Gather every line in the items below that contains the word "bounding", and copy each one in the order it appears.

-- -- --

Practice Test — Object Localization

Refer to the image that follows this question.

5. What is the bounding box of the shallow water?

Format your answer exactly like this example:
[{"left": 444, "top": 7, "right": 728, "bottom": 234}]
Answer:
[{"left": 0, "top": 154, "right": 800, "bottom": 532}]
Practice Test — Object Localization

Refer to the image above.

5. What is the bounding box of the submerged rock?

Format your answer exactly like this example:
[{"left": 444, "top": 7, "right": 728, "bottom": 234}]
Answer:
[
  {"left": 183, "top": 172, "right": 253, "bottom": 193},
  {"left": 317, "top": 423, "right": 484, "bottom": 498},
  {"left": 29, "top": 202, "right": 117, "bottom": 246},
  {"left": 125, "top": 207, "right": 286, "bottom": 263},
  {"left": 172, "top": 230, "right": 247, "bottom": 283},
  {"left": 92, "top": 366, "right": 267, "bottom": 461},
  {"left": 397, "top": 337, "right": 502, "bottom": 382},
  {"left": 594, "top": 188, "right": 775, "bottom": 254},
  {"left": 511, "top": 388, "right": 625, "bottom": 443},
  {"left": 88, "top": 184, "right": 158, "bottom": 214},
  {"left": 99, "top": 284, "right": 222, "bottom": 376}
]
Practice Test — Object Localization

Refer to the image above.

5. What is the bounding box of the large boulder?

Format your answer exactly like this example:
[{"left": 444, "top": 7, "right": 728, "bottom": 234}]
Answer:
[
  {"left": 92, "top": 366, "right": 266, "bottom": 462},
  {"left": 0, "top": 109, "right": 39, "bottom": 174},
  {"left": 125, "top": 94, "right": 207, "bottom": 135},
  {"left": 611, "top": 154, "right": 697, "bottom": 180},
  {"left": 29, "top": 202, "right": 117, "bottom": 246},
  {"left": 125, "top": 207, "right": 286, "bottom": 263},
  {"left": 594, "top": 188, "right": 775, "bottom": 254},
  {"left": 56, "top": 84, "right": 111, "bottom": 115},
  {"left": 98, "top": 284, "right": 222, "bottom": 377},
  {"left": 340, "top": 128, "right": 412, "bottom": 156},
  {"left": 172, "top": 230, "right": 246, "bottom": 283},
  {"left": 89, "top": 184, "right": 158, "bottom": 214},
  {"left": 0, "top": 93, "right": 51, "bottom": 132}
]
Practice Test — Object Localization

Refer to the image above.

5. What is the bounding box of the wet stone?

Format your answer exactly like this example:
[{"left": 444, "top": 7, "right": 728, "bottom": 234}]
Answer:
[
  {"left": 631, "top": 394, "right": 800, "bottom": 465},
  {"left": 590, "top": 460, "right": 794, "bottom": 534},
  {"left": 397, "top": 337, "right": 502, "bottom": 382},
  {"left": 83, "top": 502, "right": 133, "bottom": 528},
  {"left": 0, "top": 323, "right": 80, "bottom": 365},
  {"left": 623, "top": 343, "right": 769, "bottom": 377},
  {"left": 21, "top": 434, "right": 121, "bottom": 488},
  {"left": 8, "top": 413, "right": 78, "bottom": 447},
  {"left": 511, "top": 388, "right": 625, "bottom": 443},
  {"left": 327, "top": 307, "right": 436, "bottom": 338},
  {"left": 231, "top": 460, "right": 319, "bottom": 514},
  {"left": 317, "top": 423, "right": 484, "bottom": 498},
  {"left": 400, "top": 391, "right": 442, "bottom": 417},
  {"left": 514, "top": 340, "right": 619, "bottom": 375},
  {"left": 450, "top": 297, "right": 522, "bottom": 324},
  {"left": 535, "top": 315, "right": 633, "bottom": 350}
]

-- -- --

* Task solution *
5. What is the bounding box of the shallow water?
5. What is the bounding box of the submerged rock?
5. What is the bounding box of the large boulder?
5. What is the bounding box of the wet stone?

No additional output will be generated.